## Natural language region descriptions
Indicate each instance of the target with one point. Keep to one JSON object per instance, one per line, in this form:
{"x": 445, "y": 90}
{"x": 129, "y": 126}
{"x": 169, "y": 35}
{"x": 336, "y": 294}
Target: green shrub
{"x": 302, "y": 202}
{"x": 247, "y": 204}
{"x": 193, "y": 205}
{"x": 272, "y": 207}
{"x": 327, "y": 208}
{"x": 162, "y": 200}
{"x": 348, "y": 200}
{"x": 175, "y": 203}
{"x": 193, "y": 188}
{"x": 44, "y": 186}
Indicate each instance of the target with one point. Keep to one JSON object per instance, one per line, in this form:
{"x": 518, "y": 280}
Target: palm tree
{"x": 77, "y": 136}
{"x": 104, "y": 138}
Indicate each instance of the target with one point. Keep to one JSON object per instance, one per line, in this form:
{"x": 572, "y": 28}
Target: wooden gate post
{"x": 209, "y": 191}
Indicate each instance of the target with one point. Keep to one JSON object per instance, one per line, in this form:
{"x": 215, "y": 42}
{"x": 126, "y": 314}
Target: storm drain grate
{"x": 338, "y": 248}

## EXERCISE DIRECTIONS
Nothing in the records should be left out; write all of them out again exactly.

## RESULT FOR THIS EXERCISE
Indicate each instance of the target with one point. Keep to one JSON object per instance, one per line, in this form:
{"x": 445, "y": 90}
{"x": 129, "y": 126}
{"x": 169, "y": 35}
{"x": 336, "y": 294}
Target: green shrub
{"x": 302, "y": 202}
{"x": 247, "y": 204}
{"x": 193, "y": 205}
{"x": 272, "y": 207}
{"x": 327, "y": 208}
{"x": 162, "y": 200}
{"x": 348, "y": 200}
{"x": 175, "y": 203}
{"x": 193, "y": 188}
{"x": 44, "y": 186}
Indicate each instance of the target with one point. Keep to one JSON object per instance, one per line, in this form:
{"x": 518, "y": 280}
Target: palm tree
{"x": 77, "y": 136}
{"x": 104, "y": 138}
Indicate each instance of the target with one point. Keep to one JSON object per instance, one per line, in this form:
{"x": 572, "y": 28}
Target: wooden gate post
{"x": 209, "y": 191}
Indicate each instance of the target with one point. Keep to one JSON object per instance, one per line, in this form:
{"x": 215, "y": 42}
{"x": 126, "y": 314}
Target: storm drain grate
{"x": 338, "y": 248}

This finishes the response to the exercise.